Stored entries:

<<<<

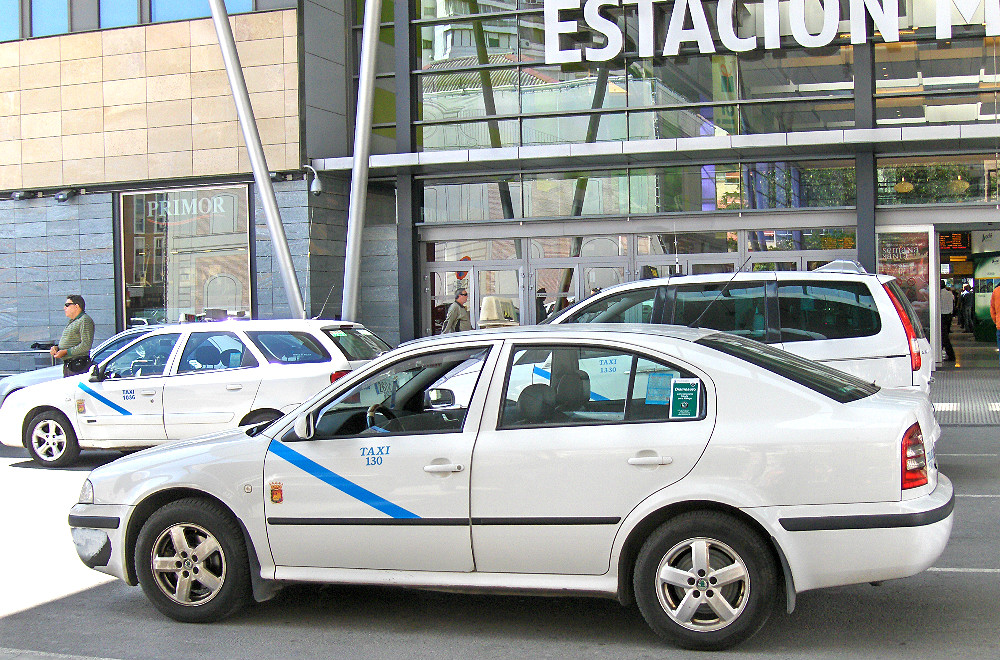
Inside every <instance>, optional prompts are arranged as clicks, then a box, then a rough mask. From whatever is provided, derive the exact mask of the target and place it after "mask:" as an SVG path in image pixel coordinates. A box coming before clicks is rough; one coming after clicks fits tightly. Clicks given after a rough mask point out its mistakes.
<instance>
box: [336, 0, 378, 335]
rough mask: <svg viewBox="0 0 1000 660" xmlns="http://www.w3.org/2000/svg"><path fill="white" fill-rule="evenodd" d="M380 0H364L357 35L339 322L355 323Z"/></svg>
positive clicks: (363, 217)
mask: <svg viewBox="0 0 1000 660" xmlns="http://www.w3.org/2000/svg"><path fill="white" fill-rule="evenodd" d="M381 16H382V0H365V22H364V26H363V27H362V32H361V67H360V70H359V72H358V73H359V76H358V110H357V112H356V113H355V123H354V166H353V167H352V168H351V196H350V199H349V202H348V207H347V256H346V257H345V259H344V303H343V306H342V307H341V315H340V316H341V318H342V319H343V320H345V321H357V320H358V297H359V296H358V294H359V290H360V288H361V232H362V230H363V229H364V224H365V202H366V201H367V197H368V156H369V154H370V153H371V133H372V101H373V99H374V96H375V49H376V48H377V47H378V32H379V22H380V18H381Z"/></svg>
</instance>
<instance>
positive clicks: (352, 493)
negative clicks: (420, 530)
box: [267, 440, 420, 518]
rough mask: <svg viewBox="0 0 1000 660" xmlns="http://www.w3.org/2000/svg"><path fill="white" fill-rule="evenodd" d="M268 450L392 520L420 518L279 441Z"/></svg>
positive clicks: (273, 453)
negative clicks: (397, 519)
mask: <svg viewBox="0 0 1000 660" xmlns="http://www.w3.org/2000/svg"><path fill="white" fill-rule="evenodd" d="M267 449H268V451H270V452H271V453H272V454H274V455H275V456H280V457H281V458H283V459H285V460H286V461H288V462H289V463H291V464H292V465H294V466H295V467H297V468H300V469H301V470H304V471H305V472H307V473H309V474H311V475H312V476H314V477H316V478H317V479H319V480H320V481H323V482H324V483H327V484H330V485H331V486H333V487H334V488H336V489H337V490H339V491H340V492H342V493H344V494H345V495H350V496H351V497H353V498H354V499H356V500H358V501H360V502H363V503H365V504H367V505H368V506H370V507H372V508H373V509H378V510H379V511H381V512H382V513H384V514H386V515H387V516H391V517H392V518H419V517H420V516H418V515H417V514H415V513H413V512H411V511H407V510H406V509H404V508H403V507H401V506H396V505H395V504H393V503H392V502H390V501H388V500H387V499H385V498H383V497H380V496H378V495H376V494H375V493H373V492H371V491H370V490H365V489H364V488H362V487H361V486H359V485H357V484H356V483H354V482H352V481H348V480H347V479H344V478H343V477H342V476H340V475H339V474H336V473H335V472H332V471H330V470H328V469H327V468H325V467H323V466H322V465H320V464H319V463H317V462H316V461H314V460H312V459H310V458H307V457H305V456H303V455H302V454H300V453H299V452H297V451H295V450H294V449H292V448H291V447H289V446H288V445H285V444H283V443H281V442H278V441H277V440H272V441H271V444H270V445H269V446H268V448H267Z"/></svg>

>>>>

WHAT THE TASK ASKS:
Update the material from its start through the line containing "positive clicks: (363, 217)", inclusive, by replacing "rough mask" with "coarse mask" and leaving everything else unchanged. Leave the pictures out of your answer.

EXERCISE ANSWER:
Inside every <instance>, optional prompts are arranged as clicks, then a box, then a coarse mask. From whatever is provided, derive the exact mask of the target and place it after "mask:" as an SVG path in image pixel coordinates. A box coming before clicks is rough; one coming after clicks fits tightly. Clicks given after a coarse mask point out its mistakes.
<instance>
box: [336, 0, 378, 335]
coarse mask: <svg viewBox="0 0 1000 660" xmlns="http://www.w3.org/2000/svg"><path fill="white" fill-rule="evenodd" d="M380 0H364L357 35L339 322L355 323Z"/></svg>
positive clicks: (363, 217)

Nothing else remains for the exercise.